- PROBLEM DETAILS
Copy out every line of the listing below word for word. Leave the picture out of your copy.
BEGIN DATA TO PROCESS
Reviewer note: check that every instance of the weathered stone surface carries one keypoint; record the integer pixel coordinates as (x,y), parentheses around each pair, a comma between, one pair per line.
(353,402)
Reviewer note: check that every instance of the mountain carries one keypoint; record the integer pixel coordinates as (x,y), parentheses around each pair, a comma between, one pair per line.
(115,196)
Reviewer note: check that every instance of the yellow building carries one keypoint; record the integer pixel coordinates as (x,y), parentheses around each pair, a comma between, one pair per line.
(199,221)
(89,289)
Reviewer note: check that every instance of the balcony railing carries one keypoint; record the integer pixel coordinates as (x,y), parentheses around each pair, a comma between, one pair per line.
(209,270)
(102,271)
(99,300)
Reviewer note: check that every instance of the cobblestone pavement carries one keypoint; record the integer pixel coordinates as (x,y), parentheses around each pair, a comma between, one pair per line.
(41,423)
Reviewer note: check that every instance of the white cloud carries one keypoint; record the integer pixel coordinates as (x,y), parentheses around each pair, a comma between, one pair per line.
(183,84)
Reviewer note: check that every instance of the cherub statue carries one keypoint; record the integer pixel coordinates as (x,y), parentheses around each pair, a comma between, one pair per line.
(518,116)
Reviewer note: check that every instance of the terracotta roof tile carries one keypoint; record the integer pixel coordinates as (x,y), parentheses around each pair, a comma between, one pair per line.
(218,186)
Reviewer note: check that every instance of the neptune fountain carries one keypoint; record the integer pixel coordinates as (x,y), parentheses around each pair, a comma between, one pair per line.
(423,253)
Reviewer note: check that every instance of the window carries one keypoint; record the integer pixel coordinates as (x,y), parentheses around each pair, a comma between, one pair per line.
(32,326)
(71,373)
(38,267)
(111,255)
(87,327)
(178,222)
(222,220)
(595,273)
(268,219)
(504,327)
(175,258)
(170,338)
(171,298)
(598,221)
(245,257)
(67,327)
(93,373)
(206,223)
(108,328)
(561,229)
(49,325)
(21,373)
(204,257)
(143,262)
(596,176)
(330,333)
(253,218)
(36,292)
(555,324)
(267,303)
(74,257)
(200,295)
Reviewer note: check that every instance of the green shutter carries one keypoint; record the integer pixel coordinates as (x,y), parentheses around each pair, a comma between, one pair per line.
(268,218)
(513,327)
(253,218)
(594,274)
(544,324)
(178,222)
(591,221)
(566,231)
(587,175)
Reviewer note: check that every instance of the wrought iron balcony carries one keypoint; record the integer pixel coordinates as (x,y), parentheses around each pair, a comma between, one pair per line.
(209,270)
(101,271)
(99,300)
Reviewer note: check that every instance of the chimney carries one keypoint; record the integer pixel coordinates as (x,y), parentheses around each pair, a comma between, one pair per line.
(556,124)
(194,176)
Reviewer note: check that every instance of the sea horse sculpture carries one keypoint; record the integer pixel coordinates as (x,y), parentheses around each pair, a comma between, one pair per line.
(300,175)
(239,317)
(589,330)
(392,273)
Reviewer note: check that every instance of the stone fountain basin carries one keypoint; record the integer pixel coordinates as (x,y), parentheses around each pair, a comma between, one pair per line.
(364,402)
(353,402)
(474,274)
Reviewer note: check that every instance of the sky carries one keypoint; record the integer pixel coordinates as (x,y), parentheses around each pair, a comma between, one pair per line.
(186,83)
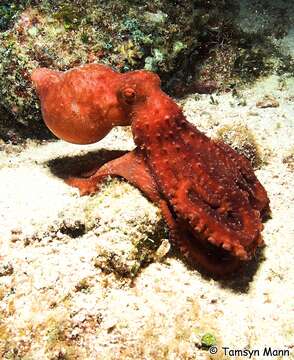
END DATA TO PROCESS
- EXERCISE OUTPUT
Reviewer note: check that every instance of the weathered stone surface carries one keypoint; record the integer pixel coordinates as (x,y), parentheses around each pair, a comma between, one pair per line.
(353,402)
Reviewer note: check that every instance of the mountain carries one keypoint; record the integer pixel coordinates as (x,y), parentheses around each pair, a comma between, one pair per line.
(115,196)
Reviewer note: check that every instance of the yellow building carries one keypoint; record the integer pixel coordinates as (x,y), parentheses around each pair, a comma between, one pair per line.
(199,221)
(89,289)
Reviewer note: check that every instance of the balcony railing carries one keypoint; record the integer pixel coordinates as (x,y), parentheses around each pair, a comma between, one pair per line.
(209,270)
(102,271)
(99,300)
Reviewer note: check that every instance of the cobblestone pavement carries one keypoint; record the integer pixel coordinates as (x,y), parentheses around each pair, a comma between, one pair per line.
(41,423)
Reviewer note: check that every instance of the white cloud carries one keypoint; record the integer pixel coordinates as (x,y), parentheses around each pair, a comma between, one pair per line.
(183,84)
Reviewer note: check that every instance of the cherub statue carries one keypoint; record the integer pixel coordinates as (x,y), parentheses around each pair, a comma between, one pair per line.
(518,116)
Reviewer note: check that every instance of the terracotta roof tile carries one keypoint; record the integer pixel coordinates as (x,y), parentheses around each pair, a comma between, one pair per line.
(218,186)
Reviewer note: check that every instance of the neptune fountain carries one keypoint; record the integer pixel coordinates as (x,y), parentheses around each pair, a comma between, one pair per line.
(423,253)
Reviewer note: check that every instance of the window carries one keypoint; record the integer pixel coordinates as (x,y), parentheses around each pair, a comma between, one pair per line.
(32,326)
(71,373)
(38,267)
(111,255)
(87,327)
(178,222)
(222,220)
(595,273)
(268,219)
(504,327)
(175,258)
(170,338)
(171,298)
(598,221)
(245,257)
(67,327)
(93,373)
(206,223)
(108,328)
(561,229)
(49,325)
(21,373)
(204,257)
(143,262)
(596,176)
(330,333)
(253,218)
(36,292)
(555,324)
(267,303)
(74,257)
(200,295)
Reviewer note: check that every instance of the green shutter carries one keypoint; record the integer pixel coordinates as (x,y), parentheses around each pair, a comma between, one pair per line.
(268,218)
(513,327)
(253,218)
(594,274)
(544,324)
(178,222)
(591,221)
(566,231)
(587,175)
Reviewer note: check that every instance of the wrought iron balcony carries one keypoint; record the integer pixel coordinates as (x,y), parentheses around each pair, a comma between, one pair per line.
(209,270)
(101,271)
(99,300)
Reviewer note: check that every instance of the chimney carries one keypoint; record the integer pixel coordinates as (x,y), parentheses around each pair, a comma between, one pair per line.
(556,124)
(194,176)
Reviewer note: check that every instance of the sea horse sculpture carries one keypoint; record the integer pixel coordinates as (x,y), parentheses around each pair, a comma between, one pair per line.
(300,175)
(239,317)
(589,330)
(392,273)
Reviewer note: check that every instance of the stone fountain basin carries one keypoint; record the integer pixel coordinates as (x,y), parentheses around each pair, a comma between, one pair per line.
(364,402)
(353,402)
(474,274)
Reviewer note: check that every instance of the sky carries one keypoint; record the integer pixel coordinates as (x,y), parentheses around each pair, a comma between, one pair per line.
(186,83)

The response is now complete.